A run of records:
* * *

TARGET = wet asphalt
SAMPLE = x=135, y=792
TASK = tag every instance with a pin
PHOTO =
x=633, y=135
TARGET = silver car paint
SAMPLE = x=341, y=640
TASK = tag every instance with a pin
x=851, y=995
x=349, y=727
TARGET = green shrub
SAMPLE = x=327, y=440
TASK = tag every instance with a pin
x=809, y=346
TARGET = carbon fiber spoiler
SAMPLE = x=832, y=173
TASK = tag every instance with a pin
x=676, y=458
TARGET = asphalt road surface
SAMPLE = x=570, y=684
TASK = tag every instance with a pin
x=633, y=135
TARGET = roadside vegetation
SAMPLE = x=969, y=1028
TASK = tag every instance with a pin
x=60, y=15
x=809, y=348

* * *

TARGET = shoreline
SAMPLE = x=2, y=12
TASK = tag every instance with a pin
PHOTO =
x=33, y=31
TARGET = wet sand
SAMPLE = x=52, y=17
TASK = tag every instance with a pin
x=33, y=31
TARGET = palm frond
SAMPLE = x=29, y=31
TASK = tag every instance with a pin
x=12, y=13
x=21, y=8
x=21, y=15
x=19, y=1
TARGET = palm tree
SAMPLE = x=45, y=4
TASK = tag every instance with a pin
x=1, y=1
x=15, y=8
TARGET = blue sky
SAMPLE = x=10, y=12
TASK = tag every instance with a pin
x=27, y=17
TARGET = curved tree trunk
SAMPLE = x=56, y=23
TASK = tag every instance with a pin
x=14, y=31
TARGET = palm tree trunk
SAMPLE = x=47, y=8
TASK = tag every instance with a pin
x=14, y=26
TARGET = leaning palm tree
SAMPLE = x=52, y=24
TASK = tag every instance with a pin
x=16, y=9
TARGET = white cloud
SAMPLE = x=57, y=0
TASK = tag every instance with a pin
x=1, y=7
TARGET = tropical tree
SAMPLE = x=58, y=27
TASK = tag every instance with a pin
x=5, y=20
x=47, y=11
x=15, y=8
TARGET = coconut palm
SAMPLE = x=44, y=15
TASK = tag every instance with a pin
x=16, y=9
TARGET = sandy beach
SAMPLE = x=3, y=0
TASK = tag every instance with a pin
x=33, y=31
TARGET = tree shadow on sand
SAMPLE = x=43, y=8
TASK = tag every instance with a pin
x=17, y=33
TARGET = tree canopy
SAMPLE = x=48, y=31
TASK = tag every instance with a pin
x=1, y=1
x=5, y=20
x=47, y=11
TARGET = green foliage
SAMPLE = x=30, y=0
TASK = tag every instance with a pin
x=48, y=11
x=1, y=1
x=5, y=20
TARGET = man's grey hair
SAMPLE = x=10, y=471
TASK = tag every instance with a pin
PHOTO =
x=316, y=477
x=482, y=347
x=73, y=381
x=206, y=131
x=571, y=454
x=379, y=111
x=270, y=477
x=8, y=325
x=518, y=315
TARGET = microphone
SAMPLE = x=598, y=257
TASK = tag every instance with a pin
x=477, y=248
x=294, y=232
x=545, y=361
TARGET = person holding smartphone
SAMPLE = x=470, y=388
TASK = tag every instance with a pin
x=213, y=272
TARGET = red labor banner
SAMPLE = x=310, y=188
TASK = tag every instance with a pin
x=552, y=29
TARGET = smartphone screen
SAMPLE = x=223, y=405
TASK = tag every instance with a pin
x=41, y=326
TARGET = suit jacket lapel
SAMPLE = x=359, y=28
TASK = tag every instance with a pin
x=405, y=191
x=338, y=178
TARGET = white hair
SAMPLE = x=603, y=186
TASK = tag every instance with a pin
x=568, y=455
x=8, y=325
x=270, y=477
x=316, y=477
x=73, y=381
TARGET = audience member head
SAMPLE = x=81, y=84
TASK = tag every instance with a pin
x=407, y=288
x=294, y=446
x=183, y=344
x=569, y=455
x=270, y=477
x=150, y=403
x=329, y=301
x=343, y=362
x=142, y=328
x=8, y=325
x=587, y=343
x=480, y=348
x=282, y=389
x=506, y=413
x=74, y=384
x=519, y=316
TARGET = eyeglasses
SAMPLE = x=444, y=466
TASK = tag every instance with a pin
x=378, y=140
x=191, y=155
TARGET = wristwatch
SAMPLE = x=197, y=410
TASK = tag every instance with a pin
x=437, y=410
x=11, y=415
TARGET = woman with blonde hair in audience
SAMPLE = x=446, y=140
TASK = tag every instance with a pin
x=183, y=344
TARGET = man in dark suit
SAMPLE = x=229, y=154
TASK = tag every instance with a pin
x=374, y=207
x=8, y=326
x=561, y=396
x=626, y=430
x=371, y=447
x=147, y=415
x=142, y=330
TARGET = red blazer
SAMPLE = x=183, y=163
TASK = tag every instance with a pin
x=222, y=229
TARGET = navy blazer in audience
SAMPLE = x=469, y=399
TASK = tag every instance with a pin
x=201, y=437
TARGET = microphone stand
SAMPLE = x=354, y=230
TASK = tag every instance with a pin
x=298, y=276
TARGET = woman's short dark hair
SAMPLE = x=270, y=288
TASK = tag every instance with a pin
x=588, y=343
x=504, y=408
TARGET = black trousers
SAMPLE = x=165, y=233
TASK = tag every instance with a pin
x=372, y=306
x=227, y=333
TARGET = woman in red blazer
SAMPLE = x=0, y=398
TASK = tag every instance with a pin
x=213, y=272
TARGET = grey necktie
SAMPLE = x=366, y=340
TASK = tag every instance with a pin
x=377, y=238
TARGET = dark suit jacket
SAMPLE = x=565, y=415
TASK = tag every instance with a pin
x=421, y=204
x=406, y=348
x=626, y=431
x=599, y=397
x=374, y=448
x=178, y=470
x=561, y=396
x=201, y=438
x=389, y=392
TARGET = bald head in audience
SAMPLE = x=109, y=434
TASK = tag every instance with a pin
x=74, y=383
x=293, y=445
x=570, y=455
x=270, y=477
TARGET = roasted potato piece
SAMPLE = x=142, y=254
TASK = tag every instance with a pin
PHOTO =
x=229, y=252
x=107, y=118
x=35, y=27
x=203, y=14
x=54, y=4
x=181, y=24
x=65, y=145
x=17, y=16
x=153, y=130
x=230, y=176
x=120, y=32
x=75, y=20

* * *

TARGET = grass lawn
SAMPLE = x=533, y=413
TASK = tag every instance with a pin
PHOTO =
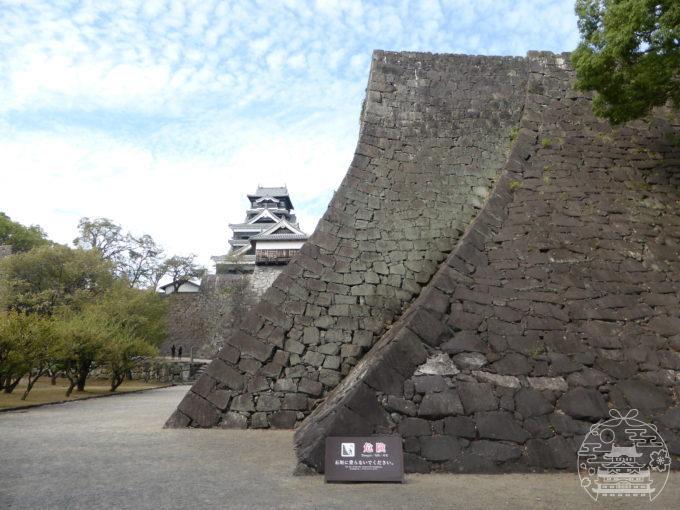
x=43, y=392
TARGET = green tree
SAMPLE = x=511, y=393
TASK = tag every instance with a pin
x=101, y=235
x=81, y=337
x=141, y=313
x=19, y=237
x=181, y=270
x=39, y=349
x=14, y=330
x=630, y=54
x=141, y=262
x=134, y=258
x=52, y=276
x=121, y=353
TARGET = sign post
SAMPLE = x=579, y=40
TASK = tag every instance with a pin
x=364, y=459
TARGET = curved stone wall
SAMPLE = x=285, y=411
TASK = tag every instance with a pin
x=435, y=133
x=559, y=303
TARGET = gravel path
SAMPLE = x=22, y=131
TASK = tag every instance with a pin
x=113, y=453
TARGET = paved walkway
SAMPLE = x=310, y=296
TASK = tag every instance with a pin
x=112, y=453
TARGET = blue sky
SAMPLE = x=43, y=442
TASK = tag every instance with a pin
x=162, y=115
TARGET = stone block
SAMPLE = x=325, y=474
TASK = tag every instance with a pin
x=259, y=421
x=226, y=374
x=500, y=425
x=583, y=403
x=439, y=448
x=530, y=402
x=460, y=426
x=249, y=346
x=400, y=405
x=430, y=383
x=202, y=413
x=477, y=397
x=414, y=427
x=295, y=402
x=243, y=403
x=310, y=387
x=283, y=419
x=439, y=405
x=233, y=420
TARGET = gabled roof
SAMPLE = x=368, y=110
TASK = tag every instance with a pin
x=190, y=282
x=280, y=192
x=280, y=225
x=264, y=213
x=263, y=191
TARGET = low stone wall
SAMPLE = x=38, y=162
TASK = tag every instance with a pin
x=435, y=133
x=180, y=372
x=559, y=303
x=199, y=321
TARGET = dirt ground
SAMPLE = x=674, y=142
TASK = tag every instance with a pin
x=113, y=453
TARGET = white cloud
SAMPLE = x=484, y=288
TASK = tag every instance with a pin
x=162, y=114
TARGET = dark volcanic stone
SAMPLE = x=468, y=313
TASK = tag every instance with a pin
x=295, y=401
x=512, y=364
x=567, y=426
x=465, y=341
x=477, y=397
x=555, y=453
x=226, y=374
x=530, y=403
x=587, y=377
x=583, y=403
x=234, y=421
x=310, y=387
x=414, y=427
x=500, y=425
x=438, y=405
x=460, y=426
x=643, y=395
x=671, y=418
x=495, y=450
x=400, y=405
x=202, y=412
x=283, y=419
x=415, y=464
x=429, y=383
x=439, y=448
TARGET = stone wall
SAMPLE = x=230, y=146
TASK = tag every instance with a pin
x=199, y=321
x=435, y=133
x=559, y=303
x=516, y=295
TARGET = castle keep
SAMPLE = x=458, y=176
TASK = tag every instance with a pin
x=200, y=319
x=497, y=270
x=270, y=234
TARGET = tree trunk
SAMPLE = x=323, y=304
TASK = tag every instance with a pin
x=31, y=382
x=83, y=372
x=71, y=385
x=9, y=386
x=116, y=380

* * *

→ Task details: Put the rows from the line containing "TARGET = tree shadow on sand" through the line containing "x=41, y=326" into a numbered list, both of those lines included and blank lines omitted.

→ Output of the task:
1. TARGET = tree shadow on sand
2. SAMPLE = x=43, y=8
3. TASK = tag every instance with a pin
4. x=17, y=33
5. TARGET = tree canopy
6. SAMPLE = x=48, y=31
7. TASK = tag every instance with a pin
8. x=1, y=1
9. x=5, y=20
10. x=47, y=11
11. TARGET = green foliage
12. SAMPLE = x=30, y=0
13. TASK = tag every instance with a pin
14. x=48, y=11
15. x=1, y=1
16. x=5, y=20
17. TARGET = man's grey hair
18. SAMPLE = x=10, y=471
19. TASK = tag every instance with a pin
20. PHOTO =
21. x=316, y=477
22. x=482, y=347
23. x=73, y=381
24. x=206, y=131
25. x=571, y=454
26. x=379, y=111
27. x=270, y=477
28. x=8, y=325
29. x=518, y=315
30. TARGET = microphone
31. SAMPLE = x=598, y=257
32. TASK = tag every instance with a pin
33. x=477, y=248
34. x=294, y=232
35. x=545, y=361
36. TARGET = person holding smartphone
37. SAMPLE = x=470, y=388
38. TASK = tag every instance with a pin
39. x=213, y=272
40. TARGET = red labor banner
41. SAMPLE = x=310, y=188
42. TASK = tag every instance with a pin
43. x=552, y=29
44. TARGET = smartphone screen
45. SAMPLE = x=223, y=405
46. TASK = tag every instance with a pin
47. x=41, y=326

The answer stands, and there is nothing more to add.